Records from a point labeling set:

◇ ◇ ◇ ◇ ◇

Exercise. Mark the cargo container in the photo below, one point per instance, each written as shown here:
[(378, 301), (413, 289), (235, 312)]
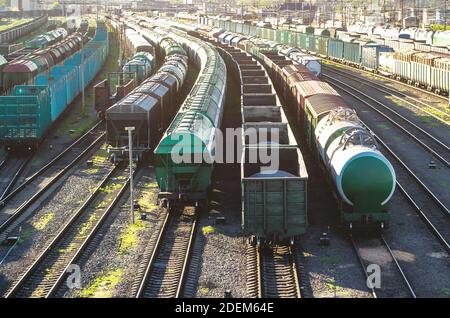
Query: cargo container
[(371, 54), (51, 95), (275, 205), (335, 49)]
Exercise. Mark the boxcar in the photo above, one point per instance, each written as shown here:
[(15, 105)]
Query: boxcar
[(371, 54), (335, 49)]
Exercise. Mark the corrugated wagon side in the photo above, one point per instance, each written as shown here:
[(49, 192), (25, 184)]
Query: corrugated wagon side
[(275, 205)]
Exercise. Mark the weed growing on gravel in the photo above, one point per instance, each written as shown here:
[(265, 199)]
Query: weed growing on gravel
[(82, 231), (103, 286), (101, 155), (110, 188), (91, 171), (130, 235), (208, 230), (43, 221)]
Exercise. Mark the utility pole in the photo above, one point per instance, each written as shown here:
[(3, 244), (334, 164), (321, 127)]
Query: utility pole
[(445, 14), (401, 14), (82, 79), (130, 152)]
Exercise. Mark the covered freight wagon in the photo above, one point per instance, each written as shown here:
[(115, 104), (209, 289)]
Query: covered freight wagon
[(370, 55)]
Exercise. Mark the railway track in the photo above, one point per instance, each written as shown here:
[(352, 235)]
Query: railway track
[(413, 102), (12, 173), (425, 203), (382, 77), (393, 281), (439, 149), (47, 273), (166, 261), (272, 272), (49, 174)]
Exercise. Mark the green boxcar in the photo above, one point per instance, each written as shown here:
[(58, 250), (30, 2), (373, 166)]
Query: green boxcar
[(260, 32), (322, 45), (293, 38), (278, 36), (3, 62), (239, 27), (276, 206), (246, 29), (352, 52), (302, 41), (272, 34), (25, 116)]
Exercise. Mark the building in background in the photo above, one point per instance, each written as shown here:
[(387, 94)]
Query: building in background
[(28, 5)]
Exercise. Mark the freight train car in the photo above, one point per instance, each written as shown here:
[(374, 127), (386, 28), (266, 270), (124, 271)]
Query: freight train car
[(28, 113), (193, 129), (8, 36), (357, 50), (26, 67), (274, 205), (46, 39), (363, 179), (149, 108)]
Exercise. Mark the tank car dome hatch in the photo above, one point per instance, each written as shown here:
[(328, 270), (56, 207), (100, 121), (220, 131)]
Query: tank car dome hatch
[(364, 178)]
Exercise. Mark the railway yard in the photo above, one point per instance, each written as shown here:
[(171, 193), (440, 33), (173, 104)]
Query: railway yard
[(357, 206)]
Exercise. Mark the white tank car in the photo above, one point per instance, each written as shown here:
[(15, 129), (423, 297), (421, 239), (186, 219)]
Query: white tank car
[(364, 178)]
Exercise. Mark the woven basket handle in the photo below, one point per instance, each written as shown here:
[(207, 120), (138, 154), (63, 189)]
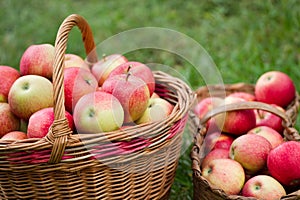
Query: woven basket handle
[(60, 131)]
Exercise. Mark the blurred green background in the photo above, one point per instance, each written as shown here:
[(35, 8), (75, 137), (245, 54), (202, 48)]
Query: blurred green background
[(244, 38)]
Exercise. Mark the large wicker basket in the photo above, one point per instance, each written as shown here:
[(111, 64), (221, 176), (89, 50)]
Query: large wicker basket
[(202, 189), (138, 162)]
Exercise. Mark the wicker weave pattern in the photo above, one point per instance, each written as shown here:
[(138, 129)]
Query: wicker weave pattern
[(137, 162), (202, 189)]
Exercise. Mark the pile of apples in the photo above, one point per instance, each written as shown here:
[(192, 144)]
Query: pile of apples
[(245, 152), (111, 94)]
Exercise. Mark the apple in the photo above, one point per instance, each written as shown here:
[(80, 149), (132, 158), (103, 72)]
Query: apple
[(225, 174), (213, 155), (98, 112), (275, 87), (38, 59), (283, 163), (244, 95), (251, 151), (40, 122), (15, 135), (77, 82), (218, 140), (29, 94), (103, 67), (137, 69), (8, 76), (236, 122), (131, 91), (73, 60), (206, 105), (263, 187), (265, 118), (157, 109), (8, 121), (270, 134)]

◇ ◇ ◇ ◇ ◇

> What to do
Each record above should be copied character for character, with pictures dropped.

> Output of the exercise
Exercise. Mark the cargo container in the photo below, one point per instance, each written as shown here:
[(378, 301), (413, 289), (235, 312)]
Query: cargo container
[(371, 54), (51, 95), (275, 205), (335, 49)]
Exercise. Mark the boxcar in the photo above, one point per instance, each written as shown here:
[(15, 105)]
Query: boxcar
[(371, 54), (335, 49)]
Exercise. Mark the corrugated wagon side in the photo above, one point per instance, each written as shown here:
[(49, 192), (25, 184)]
Query: corrugated wagon side
[(275, 205)]
Exercise. Mark the weed growing on gravel in the photo above, one point per instance, each written as shown here:
[(265, 199)]
Query: weed growing on gravel
[(82, 231), (103, 286), (101, 155), (110, 188), (91, 171), (130, 235), (208, 230), (43, 221)]
Exercise. Mark the utility pole in the photo above, one point per instance, each written as shown here:
[(3, 244), (334, 164), (321, 127)]
Query: utility pole
[(445, 14), (401, 14), (82, 79), (130, 152)]
Exercise. Mark the covered freight wagon in the photo above, one point per instance, each written as shown here:
[(115, 104), (209, 289)]
Query: covered freight wagon
[(370, 55)]
Exercise. Mark the railway track in the photo above, one point per instance, each written as shown here:
[(352, 235)]
Query: railway track
[(413, 102), (12, 173), (425, 203), (382, 77), (393, 281), (439, 149), (47, 273), (166, 261), (272, 272), (49, 174)]
Exercise. Mark the green boxcar in the photo above, one point per instance, each written as shown here:
[(58, 250), (30, 2), (373, 166)]
Query: green boxcar
[(260, 32), (322, 45), (293, 38), (278, 36), (3, 62), (239, 27), (276, 206), (246, 29), (352, 52), (302, 41), (272, 34), (25, 116)]
Exercise. Mark the building in background in the photo above, one point per instance, each written as shown here:
[(387, 94)]
Query: building in background
[(28, 5)]
Exercise. Mark the freight train car in the photo above, one point per instance, each written as shown here:
[(374, 127), (386, 28), (266, 270), (124, 271)]
Query: freight train car
[(28, 113), (193, 129), (8, 36), (357, 50), (26, 67), (274, 205), (46, 39), (363, 179), (149, 108)]
Exercise. Mark the tank car dome hatch in the photo above, one point per instance, each written as shown here:
[(328, 270), (56, 207), (100, 121), (220, 131)]
Query: tank car dome hatch
[(364, 178)]
Exercise. Mark the railway yard in the photo above, one point per instance, each written as shown here:
[(171, 193), (440, 33), (173, 104)]
Query: railway yard
[(357, 206)]
Exercise. Mark the white tank car in the photo above, one point per instance, each written as shown here:
[(15, 129), (423, 297), (421, 239), (186, 219)]
Query: white tank car
[(364, 178)]
Exercise. Mark the woven basket handle in the photo below, one point per instance, each written as shown here:
[(207, 120), (138, 154), (63, 189)]
Query: woven basket handle
[(60, 131)]
Exercise. Mark the blurred green background in the photo above, one point per instance, each written as shown here:
[(35, 8), (75, 137), (245, 54), (202, 48)]
Query: blurred green background
[(244, 38)]
Exercise. Mark the large wicker basket in the photo above, one point per instance, each written as shown here:
[(111, 64), (221, 176), (89, 50)]
Query: large wicker basket
[(202, 189), (138, 162)]
Exercise. Mark the wicker weave pattern in the photo above, one point per instance, each written as shown here:
[(138, 129)]
Query: wicker weave pattern
[(137, 162), (202, 189)]
Exercise. Mark the pile of apples in the photo above, one point per instance, each written as shown here:
[(192, 144)]
Query: pile of apples
[(245, 152), (111, 94)]
Exercise. Mark the apple in the photo above, one point per instance, each written as shown here:
[(80, 149), (132, 158), (103, 72)]
Query: apple
[(225, 174), (213, 155), (98, 112), (275, 87), (38, 59), (283, 163), (244, 95), (251, 151), (40, 122), (15, 135), (77, 82), (218, 140), (29, 94), (103, 67), (137, 69), (8, 76), (236, 122), (131, 91), (73, 60), (206, 105), (263, 187), (265, 118), (157, 109), (8, 121), (270, 134)]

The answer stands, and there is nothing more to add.